→ **Exercise description**:
Can you write out, word for word, the lines of the records below, starting at the line that contains "Target: butterfly abdomen" and ending at the last line of the records?

→ **Dataset records**:
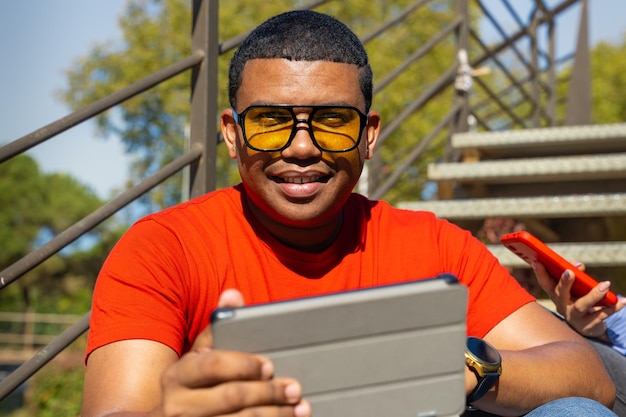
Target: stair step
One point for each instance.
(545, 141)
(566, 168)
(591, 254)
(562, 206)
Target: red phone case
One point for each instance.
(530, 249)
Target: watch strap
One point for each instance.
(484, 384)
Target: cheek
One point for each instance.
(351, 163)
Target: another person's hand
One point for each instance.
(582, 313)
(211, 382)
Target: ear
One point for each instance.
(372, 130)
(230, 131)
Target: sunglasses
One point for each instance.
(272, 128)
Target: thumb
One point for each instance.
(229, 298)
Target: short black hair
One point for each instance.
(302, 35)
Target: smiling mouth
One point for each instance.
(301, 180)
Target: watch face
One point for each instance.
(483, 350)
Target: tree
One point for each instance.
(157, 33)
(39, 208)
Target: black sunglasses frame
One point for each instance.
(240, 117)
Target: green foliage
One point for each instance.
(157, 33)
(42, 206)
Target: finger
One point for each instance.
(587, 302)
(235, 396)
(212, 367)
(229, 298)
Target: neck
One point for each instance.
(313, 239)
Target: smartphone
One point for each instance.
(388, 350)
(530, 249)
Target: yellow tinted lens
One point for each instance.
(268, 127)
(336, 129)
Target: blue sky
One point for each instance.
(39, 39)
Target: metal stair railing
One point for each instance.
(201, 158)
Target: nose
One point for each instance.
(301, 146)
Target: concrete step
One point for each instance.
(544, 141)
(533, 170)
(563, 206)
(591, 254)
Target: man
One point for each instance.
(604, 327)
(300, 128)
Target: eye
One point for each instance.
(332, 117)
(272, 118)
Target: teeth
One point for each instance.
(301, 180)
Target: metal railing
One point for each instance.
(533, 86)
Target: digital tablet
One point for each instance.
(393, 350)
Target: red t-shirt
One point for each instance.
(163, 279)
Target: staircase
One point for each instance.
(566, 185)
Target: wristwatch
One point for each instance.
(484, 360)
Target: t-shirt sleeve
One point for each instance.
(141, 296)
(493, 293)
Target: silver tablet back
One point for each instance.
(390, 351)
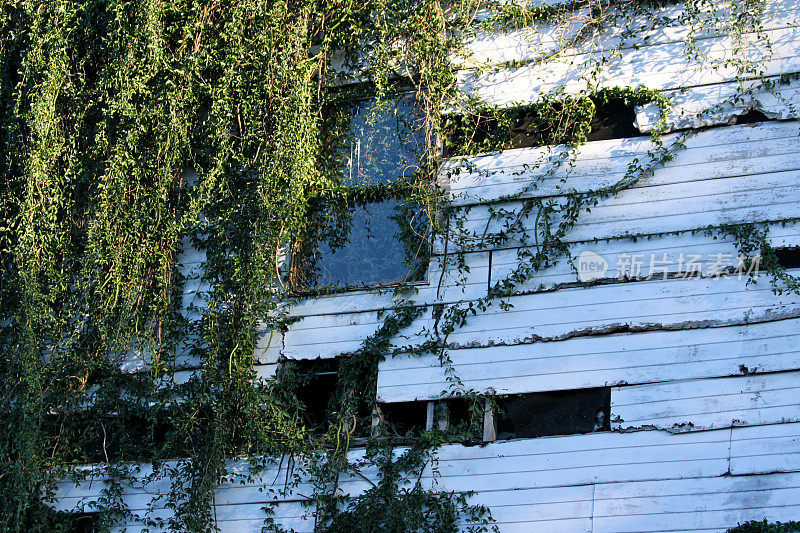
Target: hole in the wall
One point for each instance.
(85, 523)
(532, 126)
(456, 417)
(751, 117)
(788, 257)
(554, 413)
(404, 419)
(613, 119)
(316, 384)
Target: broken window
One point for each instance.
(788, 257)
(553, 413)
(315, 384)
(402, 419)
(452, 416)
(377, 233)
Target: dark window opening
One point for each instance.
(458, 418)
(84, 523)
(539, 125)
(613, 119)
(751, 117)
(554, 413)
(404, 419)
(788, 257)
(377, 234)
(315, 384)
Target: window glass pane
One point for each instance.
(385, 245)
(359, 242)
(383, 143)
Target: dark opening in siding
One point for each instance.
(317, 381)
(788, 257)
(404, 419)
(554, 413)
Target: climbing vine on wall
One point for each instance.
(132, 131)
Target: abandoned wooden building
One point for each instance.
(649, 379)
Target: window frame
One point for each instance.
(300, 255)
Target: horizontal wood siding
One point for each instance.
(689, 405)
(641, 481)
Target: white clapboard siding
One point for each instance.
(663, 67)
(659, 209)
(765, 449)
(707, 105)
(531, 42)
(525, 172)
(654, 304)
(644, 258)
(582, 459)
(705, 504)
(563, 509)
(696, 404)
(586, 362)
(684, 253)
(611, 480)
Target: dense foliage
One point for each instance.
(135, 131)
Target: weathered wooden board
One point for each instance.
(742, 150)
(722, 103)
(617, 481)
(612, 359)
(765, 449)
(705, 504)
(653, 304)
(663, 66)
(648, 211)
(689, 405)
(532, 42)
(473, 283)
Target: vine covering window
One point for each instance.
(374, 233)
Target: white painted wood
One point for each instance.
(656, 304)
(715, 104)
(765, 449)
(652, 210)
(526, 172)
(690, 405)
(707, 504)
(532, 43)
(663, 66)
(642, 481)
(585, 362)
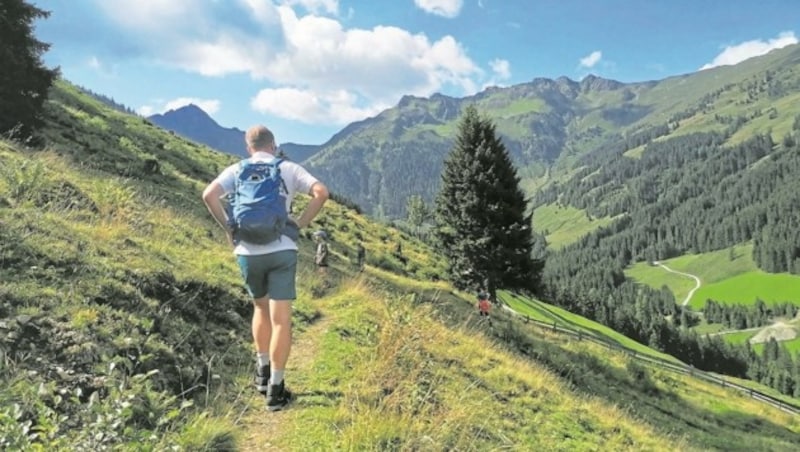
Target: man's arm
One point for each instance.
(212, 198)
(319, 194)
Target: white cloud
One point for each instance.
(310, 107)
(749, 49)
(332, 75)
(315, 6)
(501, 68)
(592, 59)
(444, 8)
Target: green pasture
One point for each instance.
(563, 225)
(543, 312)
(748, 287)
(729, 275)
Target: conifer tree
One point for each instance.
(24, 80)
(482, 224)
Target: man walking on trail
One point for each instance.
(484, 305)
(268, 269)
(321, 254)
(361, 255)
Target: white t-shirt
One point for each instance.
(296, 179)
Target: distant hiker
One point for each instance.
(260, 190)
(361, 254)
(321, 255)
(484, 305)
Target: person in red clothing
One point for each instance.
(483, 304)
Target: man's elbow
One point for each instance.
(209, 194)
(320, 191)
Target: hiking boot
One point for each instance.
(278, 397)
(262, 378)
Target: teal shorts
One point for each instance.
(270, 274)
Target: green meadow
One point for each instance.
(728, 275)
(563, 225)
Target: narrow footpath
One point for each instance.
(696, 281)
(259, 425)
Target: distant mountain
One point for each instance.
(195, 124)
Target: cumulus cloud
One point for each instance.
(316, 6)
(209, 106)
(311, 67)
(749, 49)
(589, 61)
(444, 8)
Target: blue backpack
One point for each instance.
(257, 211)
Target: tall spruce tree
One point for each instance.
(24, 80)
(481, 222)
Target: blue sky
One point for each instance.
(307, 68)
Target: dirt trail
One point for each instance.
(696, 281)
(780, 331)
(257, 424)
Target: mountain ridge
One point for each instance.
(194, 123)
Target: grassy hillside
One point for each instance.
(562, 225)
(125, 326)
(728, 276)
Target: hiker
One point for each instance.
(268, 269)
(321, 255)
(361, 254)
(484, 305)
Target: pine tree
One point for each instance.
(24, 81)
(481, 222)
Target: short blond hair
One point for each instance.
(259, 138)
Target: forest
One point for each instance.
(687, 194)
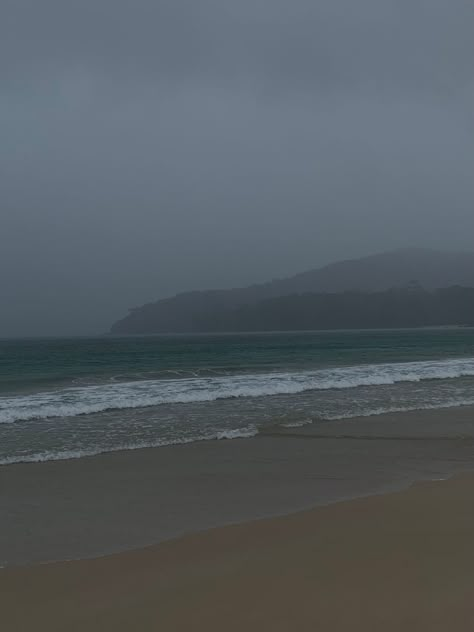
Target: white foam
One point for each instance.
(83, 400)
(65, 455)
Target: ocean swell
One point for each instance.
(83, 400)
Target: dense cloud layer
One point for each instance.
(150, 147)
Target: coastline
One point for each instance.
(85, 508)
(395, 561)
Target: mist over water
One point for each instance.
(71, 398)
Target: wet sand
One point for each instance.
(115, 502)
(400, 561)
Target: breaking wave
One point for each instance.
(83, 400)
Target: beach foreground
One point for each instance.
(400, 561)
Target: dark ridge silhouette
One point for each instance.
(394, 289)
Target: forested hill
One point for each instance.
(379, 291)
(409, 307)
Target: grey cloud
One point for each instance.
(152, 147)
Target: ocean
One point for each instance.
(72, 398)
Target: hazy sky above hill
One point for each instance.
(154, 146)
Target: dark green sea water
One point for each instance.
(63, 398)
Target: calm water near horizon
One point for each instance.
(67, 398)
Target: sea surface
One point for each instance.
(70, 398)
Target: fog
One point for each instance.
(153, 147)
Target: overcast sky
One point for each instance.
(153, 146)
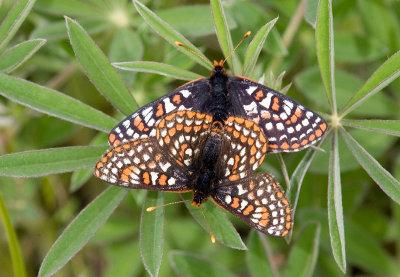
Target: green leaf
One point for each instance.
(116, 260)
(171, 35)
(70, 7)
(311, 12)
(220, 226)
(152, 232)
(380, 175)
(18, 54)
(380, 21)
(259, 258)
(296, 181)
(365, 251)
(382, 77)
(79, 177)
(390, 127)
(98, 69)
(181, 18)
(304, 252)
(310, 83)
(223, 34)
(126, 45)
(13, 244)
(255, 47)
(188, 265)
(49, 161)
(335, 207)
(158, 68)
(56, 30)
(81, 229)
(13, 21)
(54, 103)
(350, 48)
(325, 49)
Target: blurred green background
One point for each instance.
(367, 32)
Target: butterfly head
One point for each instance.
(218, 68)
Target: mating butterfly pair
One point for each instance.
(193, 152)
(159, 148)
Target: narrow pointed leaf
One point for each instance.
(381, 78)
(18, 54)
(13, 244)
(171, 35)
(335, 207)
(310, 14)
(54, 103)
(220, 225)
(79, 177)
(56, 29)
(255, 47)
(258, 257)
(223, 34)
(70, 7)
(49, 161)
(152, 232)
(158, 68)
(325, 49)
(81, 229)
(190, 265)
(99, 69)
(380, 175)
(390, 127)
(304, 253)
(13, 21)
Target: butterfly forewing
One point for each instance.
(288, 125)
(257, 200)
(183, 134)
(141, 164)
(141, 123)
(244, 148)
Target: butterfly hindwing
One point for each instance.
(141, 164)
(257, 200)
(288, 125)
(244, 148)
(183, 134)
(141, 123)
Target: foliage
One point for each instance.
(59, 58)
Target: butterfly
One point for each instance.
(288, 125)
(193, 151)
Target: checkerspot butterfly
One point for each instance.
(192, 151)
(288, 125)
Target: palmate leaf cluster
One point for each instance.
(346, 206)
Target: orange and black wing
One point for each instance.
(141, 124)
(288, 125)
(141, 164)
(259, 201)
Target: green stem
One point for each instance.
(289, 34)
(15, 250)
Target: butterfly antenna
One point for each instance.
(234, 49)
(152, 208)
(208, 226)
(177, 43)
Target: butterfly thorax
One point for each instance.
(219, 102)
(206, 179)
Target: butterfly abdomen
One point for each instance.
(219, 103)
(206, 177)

→ **Response to the task**:
Target: butterfly abdomen
One point for each instance.
(219, 103)
(206, 177)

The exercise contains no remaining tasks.